# What to produce:
Please quote all of the records below word for word, from the first line to the last.

### Entries shown

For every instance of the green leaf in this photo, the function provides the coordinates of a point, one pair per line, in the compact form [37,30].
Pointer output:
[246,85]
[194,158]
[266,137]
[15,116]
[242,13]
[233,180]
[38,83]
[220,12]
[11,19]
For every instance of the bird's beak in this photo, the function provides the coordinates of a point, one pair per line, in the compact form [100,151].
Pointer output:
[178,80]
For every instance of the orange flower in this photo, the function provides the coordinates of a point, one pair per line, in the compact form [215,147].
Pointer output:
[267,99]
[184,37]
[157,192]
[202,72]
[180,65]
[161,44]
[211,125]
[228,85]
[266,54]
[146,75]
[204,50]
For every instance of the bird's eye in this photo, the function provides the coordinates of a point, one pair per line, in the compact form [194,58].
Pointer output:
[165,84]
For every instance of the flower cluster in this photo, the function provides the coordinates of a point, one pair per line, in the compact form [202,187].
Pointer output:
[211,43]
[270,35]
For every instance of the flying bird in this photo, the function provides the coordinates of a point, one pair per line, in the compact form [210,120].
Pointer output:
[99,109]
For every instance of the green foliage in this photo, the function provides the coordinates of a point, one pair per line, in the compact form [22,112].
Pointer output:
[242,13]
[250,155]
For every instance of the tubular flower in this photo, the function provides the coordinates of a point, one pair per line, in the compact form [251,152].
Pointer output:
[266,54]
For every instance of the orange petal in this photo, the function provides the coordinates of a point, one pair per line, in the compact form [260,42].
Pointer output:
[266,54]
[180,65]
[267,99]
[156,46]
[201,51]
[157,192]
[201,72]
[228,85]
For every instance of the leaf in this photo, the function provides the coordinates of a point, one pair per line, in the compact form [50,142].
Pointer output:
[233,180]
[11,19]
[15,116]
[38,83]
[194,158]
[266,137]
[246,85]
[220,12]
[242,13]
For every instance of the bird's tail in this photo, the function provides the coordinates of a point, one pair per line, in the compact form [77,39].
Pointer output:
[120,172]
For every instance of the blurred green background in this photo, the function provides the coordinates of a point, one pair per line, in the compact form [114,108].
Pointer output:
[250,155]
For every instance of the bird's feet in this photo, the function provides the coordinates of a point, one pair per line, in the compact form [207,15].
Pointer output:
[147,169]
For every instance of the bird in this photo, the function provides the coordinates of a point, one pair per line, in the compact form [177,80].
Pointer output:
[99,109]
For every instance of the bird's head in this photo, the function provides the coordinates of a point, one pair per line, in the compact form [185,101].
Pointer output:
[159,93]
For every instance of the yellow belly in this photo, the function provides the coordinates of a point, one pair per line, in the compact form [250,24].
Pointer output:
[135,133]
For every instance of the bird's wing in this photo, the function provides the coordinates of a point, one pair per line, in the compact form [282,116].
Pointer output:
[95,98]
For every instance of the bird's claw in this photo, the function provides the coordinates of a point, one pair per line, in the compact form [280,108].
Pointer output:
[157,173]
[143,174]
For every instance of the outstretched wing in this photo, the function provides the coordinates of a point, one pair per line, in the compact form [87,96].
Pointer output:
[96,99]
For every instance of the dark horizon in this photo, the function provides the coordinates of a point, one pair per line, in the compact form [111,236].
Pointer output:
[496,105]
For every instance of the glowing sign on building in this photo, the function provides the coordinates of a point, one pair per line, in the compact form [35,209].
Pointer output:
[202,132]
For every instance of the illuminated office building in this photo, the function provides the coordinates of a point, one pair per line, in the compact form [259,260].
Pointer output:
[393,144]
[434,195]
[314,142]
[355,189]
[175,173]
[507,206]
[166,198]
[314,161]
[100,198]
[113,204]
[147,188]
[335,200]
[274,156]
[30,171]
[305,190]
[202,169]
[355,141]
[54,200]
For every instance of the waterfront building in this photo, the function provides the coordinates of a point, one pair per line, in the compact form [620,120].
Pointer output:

######

# Solved problem:
For every instance of the green leaf in this photo, the function provides the coordinates of a point, one pair per line, in the compact form [37,30].
Pointer output:
[246,85]
[194,158]
[266,137]
[15,116]
[242,13]
[233,180]
[38,83]
[220,12]
[11,19]
For every instance of the bird's beak in this photo, the function provides the coordinates of a point, one pair per line, in the compact form [100,151].
Pointer output:
[178,80]
For every instance of the orange flower in this photo, the function provides the coordinates of a point, one pair per line, in the compact form [215,147].
Pointer output:
[267,99]
[184,37]
[157,192]
[202,72]
[180,65]
[161,44]
[211,125]
[228,85]
[266,54]
[146,75]
[204,50]
For every instance of the bird's eye in this photo, the function provides the coordinates of a point, one pair per line, in the compact form [194,58].
Pointer output:
[165,84]
For every instance of the flower cluster in this photo, the function provides the coordinates of a point, one pair per line, in the compact form [202,187].
Pointer output:
[211,43]
[270,35]
For every instance of the flying bird in this photo, the function provides the coordinates of a point, one pair per line, in the compact form [210,120].
Pointer output:
[99,109]
For every instance of the green foliage in this photo, the function provides the coordinates of a point, one pair per line, in the compact form [22,112].
Pointer output:
[242,13]
[250,155]
For every instance of the tubular flower in this photo, the function provides the coordinates of a point, one pair per line, in the compact form [251,152].
Pointer output:
[266,54]
For every instance of the orange petal in this photo, the function provides the coordinates of a point, one pair per line, in the compact form [260,42].
Pointer output:
[266,54]
[180,65]
[267,99]
[156,46]
[201,51]
[157,192]
[201,72]
[228,85]
For every instance of the leaf in this photo, the function provides the coordinates of a point, one pair per line, in the compact form [50,142].
Pointer output:
[233,180]
[11,19]
[15,116]
[38,83]
[194,158]
[266,137]
[246,85]
[220,12]
[242,13]
For every instance of the bird's tail in this photo, the function provides the coordinates of a point, one pair per line, in the compact form [77,39].
Pointer output:
[120,172]
For every instance of the blurred green background in this photo, the function provides the coordinates of a point, one pair per line, in the compact form [114,108].
Pointer output:
[250,155]
For every instance of the bird's feet in this photo, the function provides the coordinates of a point, one pair per line, in the compact form [207,15].
Pointer output:
[147,169]
For every instance of the bird in this photo, the function provides the coordinates of a point, one pair per line, in the compact form [177,80].
Pointer output:
[99,109]
For every instance of the bird's head in this photo, the function provides the coordinates of a point, one pair per line, in the compact form [185,101].
Pointer output:
[159,93]
For every instance of the yellow belly in this photo, the function provides the coordinates of a point, one pair per line, in the compact form [250,24].
Pointer output:
[135,133]
For every instance of the bird's wing in this photo, the function provides the coordinates of a point, one pair per line, in the compact form [282,116].
Pointer output:
[95,98]
For every instance of the bird's claw in this photo, the function provides the coordinates of a point, one pair per line, in the compact form [280,108].
Pointer output:
[157,173]
[143,174]
For every instance of the outstretched wing in this photo, the function provides the coordinates of a point, one pair per line, in the compact form [87,96].
Pointer output:
[96,99]
For every instance of the dark horizon in this photo, the function provides the coordinates of a point, one pair per line, in the compact form [111,236].
Pointer output:
[496,105]
For every instance of the glowing sign on building in this photo, the function provides the coordinates of a point, one pair per line, in the compact form [35,209].
Pointer output:
[202,132]
For every instance of the illuminated office building in this photo, the function provides the coordinates of a point, one pair per line, in the compact form [259,260].
Pointer output:
[393,144]
[434,195]
[314,142]
[355,189]
[175,173]
[507,206]
[166,198]
[314,161]
[100,198]
[113,204]
[147,188]
[335,200]
[274,156]
[30,171]
[305,190]
[202,169]
[355,141]
[54,200]
For every instance of the waterfront building in this photo, the function provides the coordinates of a point, one pair per line, in the compact form [620,120].
Pointer output:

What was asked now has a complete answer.